Your answer is a copy of every line in the records where "below" appears.

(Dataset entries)

= = = =

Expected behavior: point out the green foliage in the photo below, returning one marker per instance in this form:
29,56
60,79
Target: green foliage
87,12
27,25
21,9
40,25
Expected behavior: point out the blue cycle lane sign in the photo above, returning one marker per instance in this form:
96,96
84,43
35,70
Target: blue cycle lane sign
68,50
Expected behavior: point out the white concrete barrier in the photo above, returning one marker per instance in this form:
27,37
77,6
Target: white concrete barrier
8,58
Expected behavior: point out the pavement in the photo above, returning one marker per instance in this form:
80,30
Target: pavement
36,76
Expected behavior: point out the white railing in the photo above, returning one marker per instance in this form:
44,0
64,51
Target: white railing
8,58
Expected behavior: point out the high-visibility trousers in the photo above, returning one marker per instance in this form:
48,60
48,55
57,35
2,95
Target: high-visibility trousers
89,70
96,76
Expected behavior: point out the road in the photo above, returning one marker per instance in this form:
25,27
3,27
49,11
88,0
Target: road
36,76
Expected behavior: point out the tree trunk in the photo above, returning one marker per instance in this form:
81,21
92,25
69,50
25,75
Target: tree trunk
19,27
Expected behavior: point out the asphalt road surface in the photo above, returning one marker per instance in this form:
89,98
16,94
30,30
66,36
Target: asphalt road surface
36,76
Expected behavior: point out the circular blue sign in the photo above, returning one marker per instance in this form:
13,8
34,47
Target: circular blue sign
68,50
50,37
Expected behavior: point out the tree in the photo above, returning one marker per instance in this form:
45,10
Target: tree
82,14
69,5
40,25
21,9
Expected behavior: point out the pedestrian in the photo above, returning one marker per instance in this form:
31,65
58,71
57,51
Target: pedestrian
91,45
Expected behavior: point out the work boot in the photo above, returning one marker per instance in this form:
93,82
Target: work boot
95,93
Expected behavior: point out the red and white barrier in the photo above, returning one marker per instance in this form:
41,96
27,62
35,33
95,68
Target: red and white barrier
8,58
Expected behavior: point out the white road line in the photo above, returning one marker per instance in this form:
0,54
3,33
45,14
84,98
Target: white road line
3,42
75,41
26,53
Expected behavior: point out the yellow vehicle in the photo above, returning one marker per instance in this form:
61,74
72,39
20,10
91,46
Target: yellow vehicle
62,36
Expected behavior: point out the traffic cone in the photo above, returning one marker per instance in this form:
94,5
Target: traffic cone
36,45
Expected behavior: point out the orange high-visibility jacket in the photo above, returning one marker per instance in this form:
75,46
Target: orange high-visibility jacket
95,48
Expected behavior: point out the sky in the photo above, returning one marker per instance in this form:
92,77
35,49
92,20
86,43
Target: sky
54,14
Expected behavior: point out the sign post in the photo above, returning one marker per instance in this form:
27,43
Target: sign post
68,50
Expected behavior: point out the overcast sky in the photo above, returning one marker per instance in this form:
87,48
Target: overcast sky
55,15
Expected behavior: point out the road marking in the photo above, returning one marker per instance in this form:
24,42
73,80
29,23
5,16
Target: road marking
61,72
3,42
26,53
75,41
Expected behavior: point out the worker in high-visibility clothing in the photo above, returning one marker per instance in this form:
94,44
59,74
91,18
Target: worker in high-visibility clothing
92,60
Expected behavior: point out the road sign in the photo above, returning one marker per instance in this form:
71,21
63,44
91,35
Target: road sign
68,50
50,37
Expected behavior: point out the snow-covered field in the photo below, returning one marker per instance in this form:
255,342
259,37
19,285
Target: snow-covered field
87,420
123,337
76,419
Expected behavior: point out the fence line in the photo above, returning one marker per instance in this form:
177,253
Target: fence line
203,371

= = = =

> **Task result**
Expected behavior: point out the green foliage in the photo below, returning one marker per instance in this form:
Expected behavior: point out the snow-covered field in the photo below, returning one marker per instance in this form:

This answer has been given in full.